BEGIN Text

FeatureBleed: Inferring Private Enriched Attributes From Sparsity-Optimized AI Accelerators
Darsh Asher , Farshad Dizani , Joshua Kalyanapu , Rosario Cammarota , Aydin Aysu , Samira Mirbagher Ajorpaz
Published on arXiv
2602.18304
Model Inversion Attack
OWASP ML Top 10 — ML03
Key Finding
FEATUREBLEED achieves up to 98.87 percentage points adversarial advantage in inferring private backend-retrieved features via end-to-end timing, generalizing across CPU and GPU accelerators (Intel AVX/AMX, NVIDIA A100) and multiple model architectures.

END Text
BEGIN Supplied data

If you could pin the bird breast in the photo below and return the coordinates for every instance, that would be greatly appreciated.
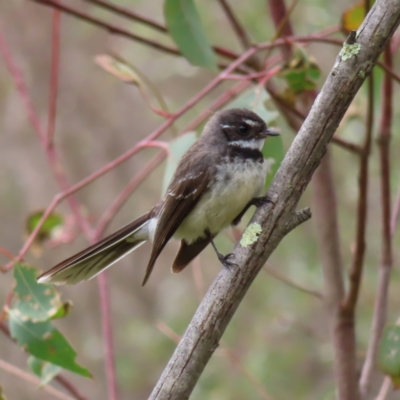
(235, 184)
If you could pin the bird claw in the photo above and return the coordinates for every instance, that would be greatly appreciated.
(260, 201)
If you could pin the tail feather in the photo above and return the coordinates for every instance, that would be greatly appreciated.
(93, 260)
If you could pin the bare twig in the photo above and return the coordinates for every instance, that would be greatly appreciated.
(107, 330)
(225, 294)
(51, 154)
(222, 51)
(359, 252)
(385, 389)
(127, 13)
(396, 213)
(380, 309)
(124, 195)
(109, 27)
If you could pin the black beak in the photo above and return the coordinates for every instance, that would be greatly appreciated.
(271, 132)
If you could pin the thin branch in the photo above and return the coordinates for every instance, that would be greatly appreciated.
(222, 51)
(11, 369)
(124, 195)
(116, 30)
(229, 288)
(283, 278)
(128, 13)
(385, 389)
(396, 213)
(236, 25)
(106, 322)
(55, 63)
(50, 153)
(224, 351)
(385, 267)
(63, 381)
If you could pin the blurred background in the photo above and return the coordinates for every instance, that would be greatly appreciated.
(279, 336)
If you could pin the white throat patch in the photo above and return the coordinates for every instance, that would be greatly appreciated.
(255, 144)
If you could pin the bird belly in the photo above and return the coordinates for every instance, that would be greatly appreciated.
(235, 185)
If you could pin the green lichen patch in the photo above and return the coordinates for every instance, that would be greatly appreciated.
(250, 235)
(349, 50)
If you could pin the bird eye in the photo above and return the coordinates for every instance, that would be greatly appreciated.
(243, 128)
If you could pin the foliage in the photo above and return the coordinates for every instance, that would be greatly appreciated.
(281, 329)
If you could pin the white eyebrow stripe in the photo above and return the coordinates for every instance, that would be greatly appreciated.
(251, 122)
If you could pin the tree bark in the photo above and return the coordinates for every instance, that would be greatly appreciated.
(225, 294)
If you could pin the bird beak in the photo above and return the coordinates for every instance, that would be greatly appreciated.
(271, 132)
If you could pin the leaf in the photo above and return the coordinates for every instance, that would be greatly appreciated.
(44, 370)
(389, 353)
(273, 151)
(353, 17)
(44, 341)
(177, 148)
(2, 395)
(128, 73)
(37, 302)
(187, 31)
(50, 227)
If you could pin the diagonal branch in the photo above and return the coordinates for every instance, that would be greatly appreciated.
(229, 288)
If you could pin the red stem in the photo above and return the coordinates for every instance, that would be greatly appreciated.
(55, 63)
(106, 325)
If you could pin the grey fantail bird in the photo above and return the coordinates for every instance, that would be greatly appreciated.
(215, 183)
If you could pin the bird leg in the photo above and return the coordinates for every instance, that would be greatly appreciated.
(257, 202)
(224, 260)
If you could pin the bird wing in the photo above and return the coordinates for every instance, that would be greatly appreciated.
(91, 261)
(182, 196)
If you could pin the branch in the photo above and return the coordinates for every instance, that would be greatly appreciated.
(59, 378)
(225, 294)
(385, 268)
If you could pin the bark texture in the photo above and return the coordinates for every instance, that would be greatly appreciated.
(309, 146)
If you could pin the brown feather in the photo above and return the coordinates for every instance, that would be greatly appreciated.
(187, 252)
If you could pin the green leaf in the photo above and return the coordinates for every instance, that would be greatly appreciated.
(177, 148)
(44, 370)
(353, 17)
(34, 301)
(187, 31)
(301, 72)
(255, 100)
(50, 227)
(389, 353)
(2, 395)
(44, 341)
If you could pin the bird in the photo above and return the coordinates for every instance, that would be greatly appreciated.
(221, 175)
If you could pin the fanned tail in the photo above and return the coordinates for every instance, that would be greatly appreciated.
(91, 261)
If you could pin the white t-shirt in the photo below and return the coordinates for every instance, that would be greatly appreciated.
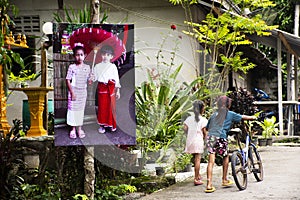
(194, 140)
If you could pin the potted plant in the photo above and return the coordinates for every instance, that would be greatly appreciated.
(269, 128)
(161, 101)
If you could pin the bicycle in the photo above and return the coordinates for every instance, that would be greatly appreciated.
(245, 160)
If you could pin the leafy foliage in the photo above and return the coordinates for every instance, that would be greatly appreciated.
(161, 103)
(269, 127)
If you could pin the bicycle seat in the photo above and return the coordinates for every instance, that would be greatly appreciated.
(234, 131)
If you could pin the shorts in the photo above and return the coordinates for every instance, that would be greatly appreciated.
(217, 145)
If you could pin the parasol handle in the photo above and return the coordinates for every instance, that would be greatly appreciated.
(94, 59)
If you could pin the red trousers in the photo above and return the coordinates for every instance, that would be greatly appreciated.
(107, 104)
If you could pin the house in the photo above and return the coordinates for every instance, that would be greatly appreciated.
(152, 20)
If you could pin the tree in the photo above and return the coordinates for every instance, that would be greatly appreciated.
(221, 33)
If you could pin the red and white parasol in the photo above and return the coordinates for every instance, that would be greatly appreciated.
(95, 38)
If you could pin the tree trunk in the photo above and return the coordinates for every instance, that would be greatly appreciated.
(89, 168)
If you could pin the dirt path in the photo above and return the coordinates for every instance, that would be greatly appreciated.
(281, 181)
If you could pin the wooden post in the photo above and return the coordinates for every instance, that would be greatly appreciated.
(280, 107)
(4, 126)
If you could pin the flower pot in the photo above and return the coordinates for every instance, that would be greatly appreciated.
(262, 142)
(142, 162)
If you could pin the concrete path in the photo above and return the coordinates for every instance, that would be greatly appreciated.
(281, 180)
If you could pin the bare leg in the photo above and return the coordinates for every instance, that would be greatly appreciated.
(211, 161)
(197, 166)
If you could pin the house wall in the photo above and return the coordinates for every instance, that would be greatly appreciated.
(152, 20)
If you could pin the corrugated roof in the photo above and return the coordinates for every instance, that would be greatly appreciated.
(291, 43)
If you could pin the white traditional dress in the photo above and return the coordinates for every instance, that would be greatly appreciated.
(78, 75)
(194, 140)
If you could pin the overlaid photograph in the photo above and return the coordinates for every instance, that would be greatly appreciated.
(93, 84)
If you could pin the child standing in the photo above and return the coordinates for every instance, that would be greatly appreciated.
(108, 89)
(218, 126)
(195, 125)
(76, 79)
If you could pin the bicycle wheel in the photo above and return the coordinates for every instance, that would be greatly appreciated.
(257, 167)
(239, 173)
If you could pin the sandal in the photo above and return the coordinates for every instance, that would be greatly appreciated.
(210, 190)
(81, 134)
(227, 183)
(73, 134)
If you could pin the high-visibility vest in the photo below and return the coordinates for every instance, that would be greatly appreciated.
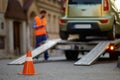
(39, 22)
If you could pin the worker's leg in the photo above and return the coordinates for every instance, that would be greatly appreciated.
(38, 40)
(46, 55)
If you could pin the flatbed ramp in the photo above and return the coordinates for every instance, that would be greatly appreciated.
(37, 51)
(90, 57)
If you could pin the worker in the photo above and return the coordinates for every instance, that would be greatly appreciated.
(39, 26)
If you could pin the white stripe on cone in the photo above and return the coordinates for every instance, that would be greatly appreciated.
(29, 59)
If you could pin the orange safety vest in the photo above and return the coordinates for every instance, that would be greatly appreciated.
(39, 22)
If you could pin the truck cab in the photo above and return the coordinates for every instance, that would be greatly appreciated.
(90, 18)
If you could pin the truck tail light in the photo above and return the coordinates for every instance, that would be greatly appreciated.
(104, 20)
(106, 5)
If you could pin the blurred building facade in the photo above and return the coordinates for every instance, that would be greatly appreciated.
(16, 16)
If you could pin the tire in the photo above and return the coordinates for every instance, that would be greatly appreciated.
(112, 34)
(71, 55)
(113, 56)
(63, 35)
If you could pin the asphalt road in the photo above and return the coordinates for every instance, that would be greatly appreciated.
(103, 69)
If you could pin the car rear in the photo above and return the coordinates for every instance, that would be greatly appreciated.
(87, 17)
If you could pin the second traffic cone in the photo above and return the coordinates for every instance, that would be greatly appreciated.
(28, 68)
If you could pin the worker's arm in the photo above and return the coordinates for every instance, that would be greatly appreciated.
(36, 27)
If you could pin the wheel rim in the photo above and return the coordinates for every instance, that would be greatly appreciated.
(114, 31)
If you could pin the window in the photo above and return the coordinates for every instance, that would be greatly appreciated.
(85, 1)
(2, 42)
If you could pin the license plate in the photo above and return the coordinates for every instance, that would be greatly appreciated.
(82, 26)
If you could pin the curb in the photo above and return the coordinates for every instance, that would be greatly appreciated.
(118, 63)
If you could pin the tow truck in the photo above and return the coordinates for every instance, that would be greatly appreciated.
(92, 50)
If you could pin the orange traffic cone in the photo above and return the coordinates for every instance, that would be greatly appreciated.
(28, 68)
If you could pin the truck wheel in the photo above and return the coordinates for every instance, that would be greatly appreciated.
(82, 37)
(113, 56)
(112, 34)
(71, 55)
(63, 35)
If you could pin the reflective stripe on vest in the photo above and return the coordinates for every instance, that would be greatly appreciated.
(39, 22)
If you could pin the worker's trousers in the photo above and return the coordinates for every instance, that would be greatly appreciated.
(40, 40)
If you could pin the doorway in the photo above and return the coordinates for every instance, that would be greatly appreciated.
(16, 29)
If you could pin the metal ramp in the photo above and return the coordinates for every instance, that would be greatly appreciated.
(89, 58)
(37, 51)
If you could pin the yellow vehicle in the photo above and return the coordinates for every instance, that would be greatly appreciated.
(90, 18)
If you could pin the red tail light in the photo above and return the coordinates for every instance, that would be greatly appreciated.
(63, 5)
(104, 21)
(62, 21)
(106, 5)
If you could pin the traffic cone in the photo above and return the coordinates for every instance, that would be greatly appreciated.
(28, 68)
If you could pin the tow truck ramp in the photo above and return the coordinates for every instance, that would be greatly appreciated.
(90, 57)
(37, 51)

END Supplied data

=== What you are asked to do ===
Rewrite the FeatureBleed summary from "FeatureBleed: Inferring Private" up to and including "multiple model architectures.", changing "timing" to "latency".

=== Answer below ===
FeatureBleed: Inferring Private Enriched Attributes From Sparsity-Optimized AI Accelerators
Darsh Asher , Farshad Dizani , Joshua Kalyanapu , Rosario Cammarota , Aydin Aysu , Samira Mirbagher Ajorpaz
Published on arXiv
2602.18304
Model Inversion Attack
OWASP ML Top 10 — ML03
Key Finding
FEATUREBLEED achieves up to 98.87 percentage points adversarial advantage in inferring private backend-retrieved features via end-to-end latency, generalizing across CPU and GPU accelerators (Intel AVX/AMX, NVIDIA A100) and multiple model architectures.